begin Quoted passage
According to Sara Malone, who holds a Phd in Veterinary Science from the University of Melbourne and who teaches Animal Behavior at Rutgers University, the fact that there was a previous attack by this bull would justify putting the animal down. Especially so if it is a Jersey bull, she said, which could explain the aggression and effort to mount cars. Jersey calves are most often raised without their mothers, and that means less opportunity to observe other animal behavior. A bottle fed animal, doesn't know how to properly behave, and that could be one reason the bull became aggressive. Jersey bulls are also known to be more aggressive than the average bull. Bulls don't go into heat, obviously, but they do behave differently in spring time due to hormones, unlike steer, since steer have been castrated, she said.
While public comment online seems to run the gamut, including suggestions of contacting “proper handlers,” Dr. Malone says that a farmer who handles a bull every day, is indeed an expert on bulls, and certainly "the" expert on that bull in particular. So an owner calling for the bull to be shot - especially in the middle of an attack - would definitely be a sound call, Dr. Malone said. She also notes that in states like Texas, local animal control may have experts on handling large livestock, but this may not be so in New Jersey. The expert in this case would definitely be the farmer, she said, since she handles and observes him every day. Malone also confirmed that luring a bull with food is a logical method of moving a bull.
“In regards to tranquilizing the animal- an aggressive bull has no place on a farm,” she said. “You don't want to use it for breeding because it is a risk to handle it and could pass on its aggressive nature to any bull calves. You could castrate the bull and try to keep it, but if the whole purpose of keeping the animal was as a breeding animal now it has lost its value to the farmer and its aggressive nature may stay because it has already learned these behaviors.”
end Quoted passage
▸ **Your task**
Carry on the news passage about the aggressive bull, picking up right after its last quoted sentence.
begin Data shown
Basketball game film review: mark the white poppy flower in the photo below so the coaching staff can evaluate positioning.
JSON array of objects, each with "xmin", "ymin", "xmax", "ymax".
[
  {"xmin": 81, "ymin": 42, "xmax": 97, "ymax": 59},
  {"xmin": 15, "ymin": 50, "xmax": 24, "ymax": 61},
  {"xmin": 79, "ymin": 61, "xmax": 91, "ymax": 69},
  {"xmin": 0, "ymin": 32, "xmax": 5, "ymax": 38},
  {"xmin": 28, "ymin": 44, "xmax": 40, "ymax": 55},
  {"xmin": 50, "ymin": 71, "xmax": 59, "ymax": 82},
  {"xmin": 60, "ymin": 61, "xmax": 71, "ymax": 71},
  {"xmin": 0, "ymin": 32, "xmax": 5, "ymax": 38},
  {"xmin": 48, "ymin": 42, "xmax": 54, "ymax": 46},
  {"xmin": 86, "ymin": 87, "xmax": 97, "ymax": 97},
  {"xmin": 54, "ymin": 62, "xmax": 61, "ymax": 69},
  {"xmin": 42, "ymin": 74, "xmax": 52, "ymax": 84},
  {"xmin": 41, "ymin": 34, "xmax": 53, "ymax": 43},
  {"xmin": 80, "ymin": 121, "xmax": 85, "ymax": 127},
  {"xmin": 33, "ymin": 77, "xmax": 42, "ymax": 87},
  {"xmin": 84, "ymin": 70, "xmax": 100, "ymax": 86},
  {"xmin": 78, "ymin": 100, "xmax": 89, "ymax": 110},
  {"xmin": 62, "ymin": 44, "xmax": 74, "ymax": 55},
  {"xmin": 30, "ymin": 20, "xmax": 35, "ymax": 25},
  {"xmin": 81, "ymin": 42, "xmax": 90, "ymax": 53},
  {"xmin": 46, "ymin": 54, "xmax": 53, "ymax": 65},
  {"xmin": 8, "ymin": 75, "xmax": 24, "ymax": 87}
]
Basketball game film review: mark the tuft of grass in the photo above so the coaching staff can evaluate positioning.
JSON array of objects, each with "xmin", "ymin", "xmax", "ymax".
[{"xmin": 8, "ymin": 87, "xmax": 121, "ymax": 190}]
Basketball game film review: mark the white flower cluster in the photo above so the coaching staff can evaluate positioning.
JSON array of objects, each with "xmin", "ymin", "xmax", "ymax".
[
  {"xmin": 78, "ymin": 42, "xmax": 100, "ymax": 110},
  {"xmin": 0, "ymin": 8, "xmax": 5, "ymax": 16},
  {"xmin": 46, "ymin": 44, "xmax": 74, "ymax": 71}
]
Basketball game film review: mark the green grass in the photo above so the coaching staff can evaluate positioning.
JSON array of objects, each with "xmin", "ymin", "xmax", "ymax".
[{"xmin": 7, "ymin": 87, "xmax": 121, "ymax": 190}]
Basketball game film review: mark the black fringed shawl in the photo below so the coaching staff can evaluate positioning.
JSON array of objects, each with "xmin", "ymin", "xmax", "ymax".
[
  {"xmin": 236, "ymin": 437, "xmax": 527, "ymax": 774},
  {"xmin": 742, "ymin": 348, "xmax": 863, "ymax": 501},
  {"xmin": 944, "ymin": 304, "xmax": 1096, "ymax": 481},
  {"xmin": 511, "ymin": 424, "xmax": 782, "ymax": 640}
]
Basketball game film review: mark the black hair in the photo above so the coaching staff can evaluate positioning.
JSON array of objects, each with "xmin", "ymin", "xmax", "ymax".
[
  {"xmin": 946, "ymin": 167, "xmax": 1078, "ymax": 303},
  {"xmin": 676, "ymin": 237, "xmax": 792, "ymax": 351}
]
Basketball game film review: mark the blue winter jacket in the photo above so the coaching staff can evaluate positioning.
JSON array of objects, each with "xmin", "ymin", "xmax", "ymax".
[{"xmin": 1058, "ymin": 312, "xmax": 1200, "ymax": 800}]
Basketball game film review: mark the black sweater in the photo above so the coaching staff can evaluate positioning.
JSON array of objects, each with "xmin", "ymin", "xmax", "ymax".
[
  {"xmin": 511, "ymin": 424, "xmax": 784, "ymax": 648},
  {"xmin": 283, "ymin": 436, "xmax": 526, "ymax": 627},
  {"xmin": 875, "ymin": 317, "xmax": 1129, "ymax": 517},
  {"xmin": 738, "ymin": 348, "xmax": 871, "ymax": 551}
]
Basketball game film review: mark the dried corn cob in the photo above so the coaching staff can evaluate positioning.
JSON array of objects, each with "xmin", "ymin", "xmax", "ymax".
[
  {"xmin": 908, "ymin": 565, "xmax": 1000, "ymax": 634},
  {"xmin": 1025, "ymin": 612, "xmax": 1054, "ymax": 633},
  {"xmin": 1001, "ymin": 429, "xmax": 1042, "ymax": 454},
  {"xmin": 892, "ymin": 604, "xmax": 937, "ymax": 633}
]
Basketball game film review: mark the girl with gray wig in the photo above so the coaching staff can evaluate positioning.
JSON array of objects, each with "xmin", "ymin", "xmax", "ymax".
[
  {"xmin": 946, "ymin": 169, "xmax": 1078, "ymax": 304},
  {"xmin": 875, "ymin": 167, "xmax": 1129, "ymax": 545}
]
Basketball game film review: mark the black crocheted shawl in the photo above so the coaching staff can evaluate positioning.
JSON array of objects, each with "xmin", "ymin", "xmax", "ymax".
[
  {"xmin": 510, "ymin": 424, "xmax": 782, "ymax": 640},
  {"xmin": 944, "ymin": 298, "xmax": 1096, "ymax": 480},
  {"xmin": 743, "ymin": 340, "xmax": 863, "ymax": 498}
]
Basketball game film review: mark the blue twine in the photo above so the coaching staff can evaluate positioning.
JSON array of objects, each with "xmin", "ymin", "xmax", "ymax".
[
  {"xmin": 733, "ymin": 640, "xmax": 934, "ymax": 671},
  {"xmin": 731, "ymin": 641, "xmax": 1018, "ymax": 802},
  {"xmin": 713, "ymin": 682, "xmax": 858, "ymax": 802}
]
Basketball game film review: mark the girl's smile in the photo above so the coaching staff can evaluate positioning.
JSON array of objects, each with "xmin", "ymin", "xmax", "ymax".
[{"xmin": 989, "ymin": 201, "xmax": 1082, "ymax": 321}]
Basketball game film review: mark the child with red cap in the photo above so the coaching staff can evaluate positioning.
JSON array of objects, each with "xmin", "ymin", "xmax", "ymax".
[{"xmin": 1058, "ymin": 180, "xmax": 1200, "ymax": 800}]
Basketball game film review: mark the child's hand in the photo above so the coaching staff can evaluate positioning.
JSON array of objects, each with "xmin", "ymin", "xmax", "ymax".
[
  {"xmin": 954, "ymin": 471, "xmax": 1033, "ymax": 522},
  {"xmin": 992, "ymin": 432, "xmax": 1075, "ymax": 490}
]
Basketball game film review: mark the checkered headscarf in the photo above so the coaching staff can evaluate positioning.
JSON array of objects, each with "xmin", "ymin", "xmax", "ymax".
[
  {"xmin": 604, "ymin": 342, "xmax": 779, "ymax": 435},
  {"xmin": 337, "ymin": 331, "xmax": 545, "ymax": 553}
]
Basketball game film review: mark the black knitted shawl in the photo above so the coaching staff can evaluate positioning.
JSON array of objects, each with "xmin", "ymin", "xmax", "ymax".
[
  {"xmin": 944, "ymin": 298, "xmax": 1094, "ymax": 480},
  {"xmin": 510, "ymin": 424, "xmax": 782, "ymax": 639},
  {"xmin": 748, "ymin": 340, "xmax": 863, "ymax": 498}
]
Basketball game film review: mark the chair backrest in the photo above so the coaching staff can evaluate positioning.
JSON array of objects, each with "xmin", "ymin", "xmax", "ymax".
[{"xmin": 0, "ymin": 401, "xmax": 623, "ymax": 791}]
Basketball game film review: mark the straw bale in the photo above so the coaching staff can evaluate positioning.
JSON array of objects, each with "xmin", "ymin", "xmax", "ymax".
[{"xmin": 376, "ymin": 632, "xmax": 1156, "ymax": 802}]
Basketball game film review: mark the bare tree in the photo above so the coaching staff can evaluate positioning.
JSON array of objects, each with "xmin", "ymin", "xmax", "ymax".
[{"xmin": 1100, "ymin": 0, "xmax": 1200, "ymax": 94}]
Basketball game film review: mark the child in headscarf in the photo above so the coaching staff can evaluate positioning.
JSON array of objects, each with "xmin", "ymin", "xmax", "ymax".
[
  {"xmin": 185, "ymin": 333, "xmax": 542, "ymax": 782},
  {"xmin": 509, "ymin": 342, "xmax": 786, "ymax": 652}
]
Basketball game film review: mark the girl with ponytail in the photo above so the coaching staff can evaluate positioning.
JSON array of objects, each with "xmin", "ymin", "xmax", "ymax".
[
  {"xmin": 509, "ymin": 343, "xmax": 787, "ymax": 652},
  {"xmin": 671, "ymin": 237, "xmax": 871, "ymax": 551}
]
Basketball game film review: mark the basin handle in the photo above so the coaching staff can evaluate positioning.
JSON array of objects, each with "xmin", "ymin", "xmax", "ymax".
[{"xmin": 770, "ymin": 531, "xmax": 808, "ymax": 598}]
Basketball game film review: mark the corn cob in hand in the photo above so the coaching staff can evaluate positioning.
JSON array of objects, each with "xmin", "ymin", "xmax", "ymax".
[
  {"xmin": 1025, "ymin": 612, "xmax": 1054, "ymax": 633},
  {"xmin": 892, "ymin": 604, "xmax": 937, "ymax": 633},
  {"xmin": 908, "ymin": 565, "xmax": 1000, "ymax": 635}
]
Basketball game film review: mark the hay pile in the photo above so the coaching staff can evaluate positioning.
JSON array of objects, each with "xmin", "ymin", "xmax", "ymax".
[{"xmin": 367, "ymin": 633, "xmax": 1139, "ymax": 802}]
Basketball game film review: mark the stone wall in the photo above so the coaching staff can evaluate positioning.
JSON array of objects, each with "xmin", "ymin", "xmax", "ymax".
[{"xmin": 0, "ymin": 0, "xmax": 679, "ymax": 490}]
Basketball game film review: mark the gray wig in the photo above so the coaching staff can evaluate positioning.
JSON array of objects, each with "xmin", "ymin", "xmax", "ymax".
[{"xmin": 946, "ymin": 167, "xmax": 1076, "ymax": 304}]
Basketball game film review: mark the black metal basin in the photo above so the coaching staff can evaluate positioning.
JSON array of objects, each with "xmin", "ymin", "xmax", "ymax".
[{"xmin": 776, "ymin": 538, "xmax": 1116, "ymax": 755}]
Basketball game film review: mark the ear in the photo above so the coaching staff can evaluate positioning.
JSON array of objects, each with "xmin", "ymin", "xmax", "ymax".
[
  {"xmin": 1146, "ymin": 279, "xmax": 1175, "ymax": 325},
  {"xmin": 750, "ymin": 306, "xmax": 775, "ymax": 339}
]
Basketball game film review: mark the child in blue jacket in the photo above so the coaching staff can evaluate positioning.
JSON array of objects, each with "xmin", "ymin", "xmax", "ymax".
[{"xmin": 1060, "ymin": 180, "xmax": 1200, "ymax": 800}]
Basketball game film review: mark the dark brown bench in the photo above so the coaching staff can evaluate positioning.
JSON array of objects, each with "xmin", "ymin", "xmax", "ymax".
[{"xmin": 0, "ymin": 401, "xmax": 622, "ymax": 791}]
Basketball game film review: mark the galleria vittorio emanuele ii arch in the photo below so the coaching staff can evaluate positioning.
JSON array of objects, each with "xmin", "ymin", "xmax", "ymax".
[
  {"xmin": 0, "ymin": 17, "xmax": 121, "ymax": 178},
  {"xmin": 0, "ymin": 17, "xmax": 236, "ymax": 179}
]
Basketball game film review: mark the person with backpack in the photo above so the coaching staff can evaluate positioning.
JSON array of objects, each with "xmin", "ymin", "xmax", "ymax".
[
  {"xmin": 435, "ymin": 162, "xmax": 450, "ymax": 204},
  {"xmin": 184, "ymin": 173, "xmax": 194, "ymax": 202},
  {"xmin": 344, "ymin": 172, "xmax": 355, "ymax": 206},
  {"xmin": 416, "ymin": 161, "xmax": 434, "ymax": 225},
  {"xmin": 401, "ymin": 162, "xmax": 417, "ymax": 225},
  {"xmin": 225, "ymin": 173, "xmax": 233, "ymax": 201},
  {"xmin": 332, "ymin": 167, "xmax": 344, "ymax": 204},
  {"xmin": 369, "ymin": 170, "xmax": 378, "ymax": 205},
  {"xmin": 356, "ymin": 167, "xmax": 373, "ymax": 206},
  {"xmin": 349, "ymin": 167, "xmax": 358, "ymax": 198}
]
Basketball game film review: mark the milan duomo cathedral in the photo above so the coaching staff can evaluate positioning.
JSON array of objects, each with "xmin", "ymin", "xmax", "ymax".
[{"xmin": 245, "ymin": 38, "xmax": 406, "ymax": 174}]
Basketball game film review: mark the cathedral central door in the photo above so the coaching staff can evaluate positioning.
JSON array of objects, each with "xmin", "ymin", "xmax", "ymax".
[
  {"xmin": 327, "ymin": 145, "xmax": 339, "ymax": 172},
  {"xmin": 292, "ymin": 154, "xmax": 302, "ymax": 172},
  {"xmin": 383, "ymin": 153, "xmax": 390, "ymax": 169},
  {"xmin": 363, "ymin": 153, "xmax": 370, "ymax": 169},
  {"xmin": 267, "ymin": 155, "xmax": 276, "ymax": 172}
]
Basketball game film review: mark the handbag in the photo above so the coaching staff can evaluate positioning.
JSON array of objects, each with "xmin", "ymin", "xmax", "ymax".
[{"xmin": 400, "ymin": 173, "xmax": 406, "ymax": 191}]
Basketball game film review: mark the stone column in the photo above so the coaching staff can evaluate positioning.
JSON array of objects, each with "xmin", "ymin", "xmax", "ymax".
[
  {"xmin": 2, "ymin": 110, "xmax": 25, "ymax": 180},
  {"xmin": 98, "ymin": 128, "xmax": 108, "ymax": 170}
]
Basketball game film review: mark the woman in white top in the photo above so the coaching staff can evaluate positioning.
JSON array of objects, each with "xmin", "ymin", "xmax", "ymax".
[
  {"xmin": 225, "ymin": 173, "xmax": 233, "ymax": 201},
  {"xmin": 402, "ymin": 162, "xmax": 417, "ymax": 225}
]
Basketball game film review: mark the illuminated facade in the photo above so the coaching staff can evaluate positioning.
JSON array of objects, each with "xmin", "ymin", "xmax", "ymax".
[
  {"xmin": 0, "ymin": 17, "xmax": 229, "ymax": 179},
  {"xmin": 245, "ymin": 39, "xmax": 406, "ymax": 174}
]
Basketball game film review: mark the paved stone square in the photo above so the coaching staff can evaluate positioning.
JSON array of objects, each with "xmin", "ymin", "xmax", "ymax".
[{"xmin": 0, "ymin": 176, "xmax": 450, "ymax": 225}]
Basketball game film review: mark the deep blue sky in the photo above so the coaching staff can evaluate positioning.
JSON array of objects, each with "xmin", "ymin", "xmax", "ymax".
end Data shown
▸ **Task response**
Could an owner pen a bull all alone somewhere to minimize the chances it will hurt someone?
“Probably. However, cattle are social by nature and now you are impacting its welfare,” she said. Malone emphasized that quality of life for an animal is a factor and “keeping a social animal all alone is not a good solution for that animal.”
There are facilities that keep dairy breed bulls to collect from them for artificial insemination of cows. This reduces the number of small dairy farms that need to keep a bull.
Even breeding facilities that collect bulls for artificial insemination have extreme safety measures in place, such as open panels that a handler can escape through while working with the animals. Working with bulls is inherently dangerous and bull attacks account for a large percentage of farm fatalities. Even these facilities would not want to take additiional risks with a bull that is already known to be aggressive. The rule of thumb among experts when it comes to handling bulls is that once it has attacked, it should be euthanized, she said.
From my standpoint, the bull is going to be put down, either way, and the farmer and police made a good call, Dr. Malone said.
“The question is, does the farmer get seriously injured first, or do they put him down now? This is not a Chihuahua that bites you. An attack by a bull is a life or death situation.”